取り組む課題: 以下の行のうち、「boat」という語を含む行はいくつありますか。その数だけを答えてください。

-------- 表示データ --------

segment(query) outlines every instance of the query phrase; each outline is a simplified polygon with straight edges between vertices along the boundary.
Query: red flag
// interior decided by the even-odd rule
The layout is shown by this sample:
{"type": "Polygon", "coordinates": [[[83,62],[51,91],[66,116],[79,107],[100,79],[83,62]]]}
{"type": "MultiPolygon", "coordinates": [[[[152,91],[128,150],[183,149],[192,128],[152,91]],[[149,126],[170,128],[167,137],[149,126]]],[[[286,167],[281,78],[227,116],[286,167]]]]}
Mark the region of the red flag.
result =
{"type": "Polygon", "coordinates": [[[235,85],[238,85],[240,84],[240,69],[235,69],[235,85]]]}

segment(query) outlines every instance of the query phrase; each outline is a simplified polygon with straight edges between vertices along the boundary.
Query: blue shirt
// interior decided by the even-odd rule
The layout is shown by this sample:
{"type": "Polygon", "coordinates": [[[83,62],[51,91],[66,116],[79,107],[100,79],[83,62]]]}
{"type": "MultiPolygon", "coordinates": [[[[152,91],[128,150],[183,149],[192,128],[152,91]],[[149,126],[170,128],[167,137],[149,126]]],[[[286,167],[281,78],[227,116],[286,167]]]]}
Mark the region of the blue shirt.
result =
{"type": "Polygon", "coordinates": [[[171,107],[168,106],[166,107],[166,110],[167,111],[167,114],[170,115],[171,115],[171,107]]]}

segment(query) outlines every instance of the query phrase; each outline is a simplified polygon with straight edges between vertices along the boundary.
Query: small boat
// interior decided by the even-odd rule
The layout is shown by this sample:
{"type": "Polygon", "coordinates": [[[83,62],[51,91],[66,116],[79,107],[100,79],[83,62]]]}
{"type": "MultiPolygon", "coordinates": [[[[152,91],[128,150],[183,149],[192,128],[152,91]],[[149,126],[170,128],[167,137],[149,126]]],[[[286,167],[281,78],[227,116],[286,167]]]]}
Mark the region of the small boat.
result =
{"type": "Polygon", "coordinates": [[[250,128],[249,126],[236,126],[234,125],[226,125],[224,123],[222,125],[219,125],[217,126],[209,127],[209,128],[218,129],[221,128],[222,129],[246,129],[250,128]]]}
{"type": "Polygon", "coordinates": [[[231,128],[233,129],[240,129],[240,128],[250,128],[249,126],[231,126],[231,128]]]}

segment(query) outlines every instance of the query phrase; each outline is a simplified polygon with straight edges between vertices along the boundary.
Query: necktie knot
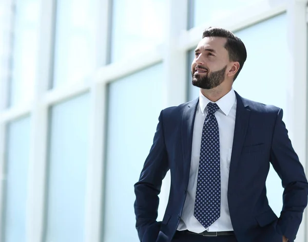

--------

課題の解答: 2